* **Kutipan Terpilih**
Kamis 19 Dec 2024 20:30 WIB

Penundaan EUDR Berpotensi Hambat Perbaikan Sektor Perkebunan Sawit di Indonesia

Pemerintah harus langkah konkret untuk memperbaiki sektor perkebunan sawit.

Rep: Lintar Satria/ Red: Satria K Yudha
Foto udara lahan perkebunan kelapa sawit skala besar dan tanaman mangrove di kawasan penyangga Cagar Alam Hutan Bakau Pantai Timur Sumatera, Mendahara, Tanjungjabung Timur, Jambi, Rabu (10/8/2022).
Foto: ANTARA/Wahdi Septiawan
Foto udara lahan perkebunan kelapa sawit skala besar dan tanaman mangrove di kawasan penyangga Cagar Alam Hutan Bakau Pantai Timur Sumatera, Mendahara, Tanjungjabung Timur, Jambi, Rabu (10/8/2022).

REPUBLIKA.CO.ID, JAKARTA – Direktur Sawit Watch Achmad Surambo menilai penundaan implementasi kebijakan Uni Eropa tentang Deforestasi (EUDR) dapat menghambat upaya perbaikan dalam sektor perkebunan sawit di Indonesia.  Surambo menjelaskan bahwa EUDR dirancang untuk mencegah produk sawit yang berasal dari lahan yang dibuka di hutan masuk ke pasar Uni Eropa.

“Jika EUDR ditunda, potensi perbaikan dalam pengelolaan sawit dan perlindungan hutan juga akan tertunda,” kata Surambo kepada Republika, Kamis (19/12/2024).

(Entri penunjukan objek berlabel)
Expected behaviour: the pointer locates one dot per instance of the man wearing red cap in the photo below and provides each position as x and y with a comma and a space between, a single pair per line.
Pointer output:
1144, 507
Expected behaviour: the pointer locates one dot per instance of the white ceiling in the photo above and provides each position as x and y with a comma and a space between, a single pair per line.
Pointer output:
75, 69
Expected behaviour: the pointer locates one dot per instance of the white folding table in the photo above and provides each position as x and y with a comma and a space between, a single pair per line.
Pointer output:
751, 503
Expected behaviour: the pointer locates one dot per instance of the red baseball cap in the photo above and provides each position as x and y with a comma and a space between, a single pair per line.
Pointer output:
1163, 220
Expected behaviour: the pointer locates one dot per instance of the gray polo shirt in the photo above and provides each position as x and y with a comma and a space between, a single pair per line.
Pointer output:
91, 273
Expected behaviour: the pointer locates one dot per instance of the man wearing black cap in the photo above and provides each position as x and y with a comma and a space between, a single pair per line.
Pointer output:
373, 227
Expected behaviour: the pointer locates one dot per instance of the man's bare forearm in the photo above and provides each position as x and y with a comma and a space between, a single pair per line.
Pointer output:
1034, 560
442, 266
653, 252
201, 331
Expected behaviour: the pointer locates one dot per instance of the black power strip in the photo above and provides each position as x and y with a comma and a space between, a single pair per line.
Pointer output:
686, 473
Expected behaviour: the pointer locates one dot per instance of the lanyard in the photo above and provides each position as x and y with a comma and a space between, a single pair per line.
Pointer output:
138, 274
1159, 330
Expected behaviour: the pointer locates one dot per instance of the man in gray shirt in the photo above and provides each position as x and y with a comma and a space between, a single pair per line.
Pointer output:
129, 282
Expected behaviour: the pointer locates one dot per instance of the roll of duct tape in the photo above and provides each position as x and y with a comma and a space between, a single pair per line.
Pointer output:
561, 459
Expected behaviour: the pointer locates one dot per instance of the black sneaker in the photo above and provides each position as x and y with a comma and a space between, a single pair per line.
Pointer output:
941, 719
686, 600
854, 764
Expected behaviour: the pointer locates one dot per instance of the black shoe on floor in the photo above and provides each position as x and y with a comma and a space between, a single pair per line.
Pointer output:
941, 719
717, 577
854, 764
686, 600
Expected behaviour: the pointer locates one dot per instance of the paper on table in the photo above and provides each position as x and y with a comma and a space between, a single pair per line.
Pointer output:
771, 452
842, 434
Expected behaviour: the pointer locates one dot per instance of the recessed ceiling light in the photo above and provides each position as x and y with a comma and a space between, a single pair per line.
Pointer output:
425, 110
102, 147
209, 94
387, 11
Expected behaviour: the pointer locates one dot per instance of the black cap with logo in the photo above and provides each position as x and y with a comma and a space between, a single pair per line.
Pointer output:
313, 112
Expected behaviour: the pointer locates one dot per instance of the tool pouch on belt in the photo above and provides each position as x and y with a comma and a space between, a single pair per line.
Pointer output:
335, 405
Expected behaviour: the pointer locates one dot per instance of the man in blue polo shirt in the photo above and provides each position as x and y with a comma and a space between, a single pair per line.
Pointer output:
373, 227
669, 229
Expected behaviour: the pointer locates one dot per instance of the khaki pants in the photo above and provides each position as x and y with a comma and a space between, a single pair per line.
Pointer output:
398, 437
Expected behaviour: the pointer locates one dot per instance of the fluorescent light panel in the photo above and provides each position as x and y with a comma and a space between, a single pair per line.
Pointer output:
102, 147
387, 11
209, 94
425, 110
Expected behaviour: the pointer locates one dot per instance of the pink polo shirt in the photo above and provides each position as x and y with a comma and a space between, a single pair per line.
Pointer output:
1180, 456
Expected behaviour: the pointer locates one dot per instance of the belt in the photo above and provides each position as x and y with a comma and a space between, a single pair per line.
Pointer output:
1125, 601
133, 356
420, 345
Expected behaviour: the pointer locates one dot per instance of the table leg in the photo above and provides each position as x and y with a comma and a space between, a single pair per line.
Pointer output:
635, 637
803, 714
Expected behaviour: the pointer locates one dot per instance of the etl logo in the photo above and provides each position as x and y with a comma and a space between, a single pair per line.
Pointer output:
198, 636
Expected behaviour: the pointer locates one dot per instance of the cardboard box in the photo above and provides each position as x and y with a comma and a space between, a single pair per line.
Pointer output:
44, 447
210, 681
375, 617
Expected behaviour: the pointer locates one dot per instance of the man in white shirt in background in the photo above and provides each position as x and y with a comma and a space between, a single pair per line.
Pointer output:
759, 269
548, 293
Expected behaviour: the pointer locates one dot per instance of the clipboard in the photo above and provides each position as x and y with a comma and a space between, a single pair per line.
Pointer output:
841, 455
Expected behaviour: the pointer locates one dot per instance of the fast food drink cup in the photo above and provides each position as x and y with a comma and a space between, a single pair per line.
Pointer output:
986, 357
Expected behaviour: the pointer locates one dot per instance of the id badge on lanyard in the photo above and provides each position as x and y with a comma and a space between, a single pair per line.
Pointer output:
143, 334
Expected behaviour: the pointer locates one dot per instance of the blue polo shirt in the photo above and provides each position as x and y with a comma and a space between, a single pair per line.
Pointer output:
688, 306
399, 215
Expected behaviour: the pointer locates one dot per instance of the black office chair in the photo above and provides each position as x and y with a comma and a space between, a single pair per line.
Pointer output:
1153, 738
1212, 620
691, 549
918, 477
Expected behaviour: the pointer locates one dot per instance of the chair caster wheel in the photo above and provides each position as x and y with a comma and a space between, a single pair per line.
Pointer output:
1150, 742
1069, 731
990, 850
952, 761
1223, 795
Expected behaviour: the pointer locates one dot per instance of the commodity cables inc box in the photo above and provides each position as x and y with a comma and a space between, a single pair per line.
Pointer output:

* **Soal Latihan**
1. Cetak ulang bagian berita tentang penundaan EUDR mulai dari "REPUBLIKA.CO.ID, JAKARTA – Direktur" dan berakhir pada "pasar Uni Eropa.".
2. Identifikasi setiap baris data yang memuat kata "blue", lalu salin semua baris tersebut.

* **Pembahasan Tiap Soal**
1.
REPUBLIKA.CO.ID, JAKARTA – Direktur Sawit Watch Achmad Surambo menilai penundaan implementasi kebijakan Uni Eropa tentang Deforestasi (EUDR) dapat menghambat upaya perbaikan dalam sektor perkebunan sawit di Indonesia.  Surambo menjelaskan bahwa EUDR dirancang untuk mencegah produk sawit yang berasal dari lahan yang dibuka di hutan masuk ke pasar Uni Eropa.

2.
Expected behaviour: the pointer locates one dot per instance of the man in blue polo shirt in the photo above and provides each position as x and y with a comma and a space between, a single pair per line.
Expected behaviour: the pointer locates one dot per instance of the blue polo shirt in the photo above and provides each position as x and y with a comma and a space between, a single pair per line.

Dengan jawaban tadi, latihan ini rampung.